Problem requirements>
Rewrite the lines as a numbered list, skipping any blank ones, starting at the line that contains "in green poncho." and ending after the line that contains "point(439, 147)".

Record extracts>
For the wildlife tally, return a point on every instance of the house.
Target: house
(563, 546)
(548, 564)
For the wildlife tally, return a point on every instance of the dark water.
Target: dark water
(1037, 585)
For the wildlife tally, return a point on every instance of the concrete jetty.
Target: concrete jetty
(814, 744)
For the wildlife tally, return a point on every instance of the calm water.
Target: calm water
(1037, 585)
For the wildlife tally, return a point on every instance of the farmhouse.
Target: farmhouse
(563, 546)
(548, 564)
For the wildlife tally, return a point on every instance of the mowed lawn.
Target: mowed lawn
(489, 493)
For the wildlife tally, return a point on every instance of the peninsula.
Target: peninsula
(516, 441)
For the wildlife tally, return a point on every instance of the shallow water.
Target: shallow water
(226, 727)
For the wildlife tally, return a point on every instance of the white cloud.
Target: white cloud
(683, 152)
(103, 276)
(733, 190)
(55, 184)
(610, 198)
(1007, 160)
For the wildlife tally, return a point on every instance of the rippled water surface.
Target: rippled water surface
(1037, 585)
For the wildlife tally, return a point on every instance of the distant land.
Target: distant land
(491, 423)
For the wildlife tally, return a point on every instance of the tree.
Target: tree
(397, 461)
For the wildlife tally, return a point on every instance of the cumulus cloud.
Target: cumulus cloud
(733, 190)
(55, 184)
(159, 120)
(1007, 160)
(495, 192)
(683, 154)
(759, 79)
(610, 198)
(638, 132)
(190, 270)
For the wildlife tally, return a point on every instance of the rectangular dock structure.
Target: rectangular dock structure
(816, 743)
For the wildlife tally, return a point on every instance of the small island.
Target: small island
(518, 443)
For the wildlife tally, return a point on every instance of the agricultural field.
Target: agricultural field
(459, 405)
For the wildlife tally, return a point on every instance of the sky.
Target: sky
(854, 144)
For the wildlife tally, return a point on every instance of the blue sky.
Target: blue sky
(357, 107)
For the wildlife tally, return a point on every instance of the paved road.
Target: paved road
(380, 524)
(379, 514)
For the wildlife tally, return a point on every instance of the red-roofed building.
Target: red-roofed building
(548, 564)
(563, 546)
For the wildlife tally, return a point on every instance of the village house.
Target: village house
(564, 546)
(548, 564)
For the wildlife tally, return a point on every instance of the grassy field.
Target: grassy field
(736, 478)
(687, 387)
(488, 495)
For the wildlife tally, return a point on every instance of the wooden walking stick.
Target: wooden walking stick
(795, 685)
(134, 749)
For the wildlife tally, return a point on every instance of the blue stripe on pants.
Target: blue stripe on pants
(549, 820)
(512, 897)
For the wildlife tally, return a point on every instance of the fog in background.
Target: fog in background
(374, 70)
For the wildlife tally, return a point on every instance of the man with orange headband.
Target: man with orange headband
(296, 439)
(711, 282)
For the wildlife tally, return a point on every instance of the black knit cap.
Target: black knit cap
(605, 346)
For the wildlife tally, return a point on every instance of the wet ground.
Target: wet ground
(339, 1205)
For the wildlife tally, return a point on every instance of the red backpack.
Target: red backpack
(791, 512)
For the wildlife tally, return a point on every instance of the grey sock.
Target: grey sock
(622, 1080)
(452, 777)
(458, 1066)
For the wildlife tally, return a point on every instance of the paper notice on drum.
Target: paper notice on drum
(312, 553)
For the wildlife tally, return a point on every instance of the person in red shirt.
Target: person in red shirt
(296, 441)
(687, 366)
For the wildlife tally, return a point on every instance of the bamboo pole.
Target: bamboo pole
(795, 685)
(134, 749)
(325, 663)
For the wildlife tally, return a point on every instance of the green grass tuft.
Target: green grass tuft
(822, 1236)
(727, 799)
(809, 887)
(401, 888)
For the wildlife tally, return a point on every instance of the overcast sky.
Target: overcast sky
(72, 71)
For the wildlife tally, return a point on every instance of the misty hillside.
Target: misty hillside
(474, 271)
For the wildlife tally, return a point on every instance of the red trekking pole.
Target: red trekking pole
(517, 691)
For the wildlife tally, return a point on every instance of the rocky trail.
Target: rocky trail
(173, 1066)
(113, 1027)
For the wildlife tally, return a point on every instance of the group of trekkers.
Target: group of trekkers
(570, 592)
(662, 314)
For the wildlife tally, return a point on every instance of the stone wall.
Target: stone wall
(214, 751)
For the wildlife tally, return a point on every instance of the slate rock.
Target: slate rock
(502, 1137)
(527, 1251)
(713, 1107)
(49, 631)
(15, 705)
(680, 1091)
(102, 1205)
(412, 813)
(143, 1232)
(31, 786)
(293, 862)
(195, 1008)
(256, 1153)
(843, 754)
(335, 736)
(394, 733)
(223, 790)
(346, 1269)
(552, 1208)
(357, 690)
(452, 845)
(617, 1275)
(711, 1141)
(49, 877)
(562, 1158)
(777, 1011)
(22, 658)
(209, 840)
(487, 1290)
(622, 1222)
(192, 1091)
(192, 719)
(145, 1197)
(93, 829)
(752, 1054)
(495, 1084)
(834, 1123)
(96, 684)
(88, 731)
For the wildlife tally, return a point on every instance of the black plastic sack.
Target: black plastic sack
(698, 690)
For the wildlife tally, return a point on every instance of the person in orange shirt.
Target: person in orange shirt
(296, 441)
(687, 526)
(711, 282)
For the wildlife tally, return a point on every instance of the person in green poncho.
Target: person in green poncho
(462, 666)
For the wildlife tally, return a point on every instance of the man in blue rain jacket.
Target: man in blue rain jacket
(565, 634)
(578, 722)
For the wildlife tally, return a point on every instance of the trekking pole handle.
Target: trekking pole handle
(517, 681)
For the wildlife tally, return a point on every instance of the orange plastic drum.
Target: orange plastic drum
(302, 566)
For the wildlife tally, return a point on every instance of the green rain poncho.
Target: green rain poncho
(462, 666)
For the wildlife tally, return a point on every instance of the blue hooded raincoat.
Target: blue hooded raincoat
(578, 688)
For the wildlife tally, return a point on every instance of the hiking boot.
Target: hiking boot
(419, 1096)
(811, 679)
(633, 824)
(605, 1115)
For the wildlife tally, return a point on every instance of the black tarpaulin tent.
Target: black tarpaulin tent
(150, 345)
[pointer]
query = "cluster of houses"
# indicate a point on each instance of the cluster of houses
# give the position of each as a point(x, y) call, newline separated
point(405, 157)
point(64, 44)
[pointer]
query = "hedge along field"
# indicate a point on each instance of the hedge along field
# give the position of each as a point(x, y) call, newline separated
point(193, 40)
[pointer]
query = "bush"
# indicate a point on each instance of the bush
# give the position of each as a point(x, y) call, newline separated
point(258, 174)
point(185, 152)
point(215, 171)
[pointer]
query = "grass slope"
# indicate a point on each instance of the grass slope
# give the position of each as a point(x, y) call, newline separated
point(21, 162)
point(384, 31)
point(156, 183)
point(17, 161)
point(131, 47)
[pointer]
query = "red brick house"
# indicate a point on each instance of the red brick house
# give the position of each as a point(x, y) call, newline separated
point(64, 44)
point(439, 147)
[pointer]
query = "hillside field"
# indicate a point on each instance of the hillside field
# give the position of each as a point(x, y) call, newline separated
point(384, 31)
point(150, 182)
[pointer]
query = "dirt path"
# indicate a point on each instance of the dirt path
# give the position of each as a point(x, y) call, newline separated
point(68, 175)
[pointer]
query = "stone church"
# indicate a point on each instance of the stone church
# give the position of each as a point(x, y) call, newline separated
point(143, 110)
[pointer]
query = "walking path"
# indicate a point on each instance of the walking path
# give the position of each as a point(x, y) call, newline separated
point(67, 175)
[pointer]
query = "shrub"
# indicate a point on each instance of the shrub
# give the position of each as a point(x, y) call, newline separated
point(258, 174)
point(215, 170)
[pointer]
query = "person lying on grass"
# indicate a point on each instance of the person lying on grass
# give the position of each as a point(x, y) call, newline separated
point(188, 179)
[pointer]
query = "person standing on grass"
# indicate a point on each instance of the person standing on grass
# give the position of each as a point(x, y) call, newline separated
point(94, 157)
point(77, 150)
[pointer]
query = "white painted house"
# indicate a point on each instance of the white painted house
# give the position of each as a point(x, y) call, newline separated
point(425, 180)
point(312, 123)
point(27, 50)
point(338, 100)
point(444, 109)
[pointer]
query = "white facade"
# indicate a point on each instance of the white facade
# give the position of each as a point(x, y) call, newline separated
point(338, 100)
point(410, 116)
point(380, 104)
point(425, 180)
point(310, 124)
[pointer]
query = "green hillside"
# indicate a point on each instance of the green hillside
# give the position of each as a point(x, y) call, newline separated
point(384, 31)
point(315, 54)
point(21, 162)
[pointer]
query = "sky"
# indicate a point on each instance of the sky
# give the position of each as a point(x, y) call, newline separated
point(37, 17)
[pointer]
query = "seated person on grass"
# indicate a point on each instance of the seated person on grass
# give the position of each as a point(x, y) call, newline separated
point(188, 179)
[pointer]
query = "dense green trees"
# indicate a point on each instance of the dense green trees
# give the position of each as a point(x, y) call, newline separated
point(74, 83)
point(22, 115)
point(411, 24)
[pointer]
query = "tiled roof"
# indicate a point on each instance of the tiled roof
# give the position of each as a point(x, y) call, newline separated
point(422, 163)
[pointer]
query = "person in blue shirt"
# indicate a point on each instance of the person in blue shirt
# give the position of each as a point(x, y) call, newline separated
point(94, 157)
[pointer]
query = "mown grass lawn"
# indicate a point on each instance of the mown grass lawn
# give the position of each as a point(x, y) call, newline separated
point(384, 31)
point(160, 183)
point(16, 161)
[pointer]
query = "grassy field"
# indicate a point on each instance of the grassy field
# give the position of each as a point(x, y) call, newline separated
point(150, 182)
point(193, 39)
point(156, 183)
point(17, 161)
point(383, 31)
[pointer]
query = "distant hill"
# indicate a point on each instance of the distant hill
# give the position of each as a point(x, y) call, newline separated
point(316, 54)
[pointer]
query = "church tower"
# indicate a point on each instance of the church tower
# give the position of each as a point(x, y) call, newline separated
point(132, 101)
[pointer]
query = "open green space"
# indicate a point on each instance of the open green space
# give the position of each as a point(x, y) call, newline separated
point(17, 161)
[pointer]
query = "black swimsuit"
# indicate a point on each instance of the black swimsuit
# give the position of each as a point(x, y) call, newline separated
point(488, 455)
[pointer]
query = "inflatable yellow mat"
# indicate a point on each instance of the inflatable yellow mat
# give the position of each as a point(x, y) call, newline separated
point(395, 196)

Answer to the exercise>
1. For the wildlife tally, return a point on every instance of the person in green poncho.
2. Target: person in green poncho
3. (462, 666)
4. For the wildlife tally, return a point on every instance of the man in blue rain jacket.
5. Target: man in blue rain jacket
6. (565, 634)
7. (578, 722)
8. For the wildlife tally, return a point on every instance of the trekking pole handle.
9. Target: trekking pole handle
10. (517, 681)
11. For the wildlife tally, return a point on every instance of the orange plastic drum.
12. Target: orange plastic drum
13. (302, 566)
14. For the wildlife tally, return a point on every instance of the green rain poncho.
15. Target: green rain poncho
16. (462, 666)
17. For the wildlife tally, return a point on every instance of the blue hooded raincoat.
18. Target: blue hooded raincoat
19. (578, 688)
20. For the wildlife tally, return a point on every instance of the hiking boot.
21. Target: hiking boot
22. (419, 1096)
23. (811, 679)
24. (633, 824)
25. (605, 1115)
26. For the wildlife tally, return a point on every instance of the black tarpaulin tent.
27. Target: black tarpaulin tent
28. (150, 345)
29. [pointer]
30. query = "cluster of houses"
31. # indicate a point on each instance of the cluster of houses
32. # give the position of each as a point(x, y) call, newline separated
33. point(405, 157)
34. point(64, 44)
35. [pointer]
36. query = "hedge along field"
37. # indicate a point on each instance of the hedge along field
38. # give the position of each as a point(x, y) call, newline separated
39. point(193, 40)
40. [pointer]
41. query = "bush"
42. # indicate a point on each instance of the bush
43. # give the position of each as a point(x, y) call, newline separated
44. point(258, 174)
45. point(185, 152)
46. point(215, 171)
47. [pointer]
48. query = "grass slope"
49. # indicate a point on each instance of the grass slope
50. # give the position of each as a point(x, y) call, newline separated
51. point(21, 162)
52. point(384, 31)
53. point(156, 183)
54. point(17, 161)
55. point(131, 47)
56. [pointer]
57. query = "red brick house"
58. # indicate a point on each instance of the red brick house
59. # give the position of each as a point(x, y) call, newline separated
60. point(64, 44)
61. point(439, 147)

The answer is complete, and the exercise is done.